TAREAS REQUERIDAS:
**A.** Transcriba literalmente el tramo del fragmento sobre Valenzuela que va desde "En noviembre de" hasta "actual vida nómada.".
**B.** Según el fragmento sobre Valenzuela, ¿por qué podía él jugar de niño con sus amigos en los bosques y jardines de la Alhambra? Explíquelo en una a tres oraciones.

El interés de Valenzuela por la morería venía de lejos. Nació en Granada en 1954, en un barrio situado al pie de la Alhambra. De niño, como no había entonces el turismo masivo de ahora, solía jugar con sus amigos en los bosques y jardines de ese palacio moruno. También leía con fascinación Los cuentos de la Alhambra, de Washington Irving. “Supongo que de ahí nació mi interés por la cultura que había construido aquella belleza”, reconoce. Hijo del periodista malagueño Francisco Valenzuela Moreno y sobrino y ahijado del también periodista malagueño José María Bugella, Valenzuela dio sus primeros pasos en el oficio en la década de 1970 en la revista Ajoblanco y el Diario de Valencia. En 1982 entró en El País como cronista de sucesos (de aquel periodo surgió, muchos años más tarde, el libro Crónicas quinquis, editado por Libros del K.O) y en ese diario pasó las tres décadas siguientes. A la corresponsalía de Beirut siguieron las de Rabat, Washington y París, y el cargo, entre los años 1993 y 1995, como director adjunto del diario.
Pertenece a una generación de grandes periodistas de la que destacan, entre otros, nombres como el de Julio Llamazares, Rosa Montero y Maruja Torres. “Éramos una generación que entendía el periodismo como una forma de contar la realidad y hacer crítica social. Era muy importante para nosotros denunciar las tropelías de los ricos y poderosos y defender y dar voz a sus víctimas. Teníamos asimismo vocación de que nuestro periodismo fuera un borrador de la Historia, queríamos escribir cosas que se pudieran leer al cabo de cincuenta años”, confiesa.
En noviembre de 2012 Valenzuela dejó El País y pocos meses después fue fundador y primer director de tinta Libre, la revista impresa mensual de infoLibre. Ha publicado un total de trece libros, nueve de ellos periodísticos y cuatro de ficción. Amante de la novela negra, en los últimos años ha cultivado este género sobre todo a través de una trilogía que transcurre en Tánger, una de las escalas, junto a Madrid, la Alpujarra y Salobreña, de su actual vida nómada.

DATOS EXTRAÍDOS:
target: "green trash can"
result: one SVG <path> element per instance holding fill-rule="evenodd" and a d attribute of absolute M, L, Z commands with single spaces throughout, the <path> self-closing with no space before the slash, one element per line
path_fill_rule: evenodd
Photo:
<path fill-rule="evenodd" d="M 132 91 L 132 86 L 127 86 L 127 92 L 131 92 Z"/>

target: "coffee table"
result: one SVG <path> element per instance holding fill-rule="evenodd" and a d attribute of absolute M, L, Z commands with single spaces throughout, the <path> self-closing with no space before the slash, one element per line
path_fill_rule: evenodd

...

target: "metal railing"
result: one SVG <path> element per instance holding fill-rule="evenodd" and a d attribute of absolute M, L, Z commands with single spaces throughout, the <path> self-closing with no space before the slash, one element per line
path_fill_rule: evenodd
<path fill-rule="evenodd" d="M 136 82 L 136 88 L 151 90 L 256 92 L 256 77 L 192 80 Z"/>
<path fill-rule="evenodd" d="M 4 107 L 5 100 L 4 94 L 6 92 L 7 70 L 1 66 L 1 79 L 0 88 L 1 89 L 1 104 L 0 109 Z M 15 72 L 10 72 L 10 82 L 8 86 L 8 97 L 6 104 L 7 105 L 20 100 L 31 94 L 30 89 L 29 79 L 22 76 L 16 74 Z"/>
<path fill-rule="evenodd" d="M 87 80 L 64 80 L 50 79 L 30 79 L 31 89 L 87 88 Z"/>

* * *

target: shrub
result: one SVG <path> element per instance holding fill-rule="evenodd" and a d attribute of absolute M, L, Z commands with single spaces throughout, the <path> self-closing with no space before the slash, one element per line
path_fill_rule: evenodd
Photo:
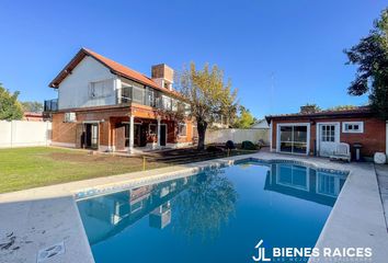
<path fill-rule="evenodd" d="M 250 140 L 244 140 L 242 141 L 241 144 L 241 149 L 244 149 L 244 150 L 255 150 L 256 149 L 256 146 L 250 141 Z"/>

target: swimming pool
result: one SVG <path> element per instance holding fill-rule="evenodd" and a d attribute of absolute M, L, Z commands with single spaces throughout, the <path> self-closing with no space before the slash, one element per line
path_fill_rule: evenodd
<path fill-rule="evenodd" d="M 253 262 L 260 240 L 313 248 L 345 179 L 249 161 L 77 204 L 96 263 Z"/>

RESPUESTAS DEL EJERCICIO:
**A.**
En noviembre de 2012 Valenzuela dejó El País y pocos meses después fue fundador y primer director de tinta Libre, la revista impresa mensual de infoLibre. Ha publicado un total de trece libros, nueve de ellos periodísticos y cuatro de ficción. Amante de la novela negra, en los últimos años ha cultivado este género sobre todo a través de una trilogía que transcurre en Tánger, una de las escalas, junto a Madrid, la Alpujarra y Salobreña, de su actual vida nómada.

**B.** Podía jugar allí porque en aquella época no existía el turismo masivo de ahora.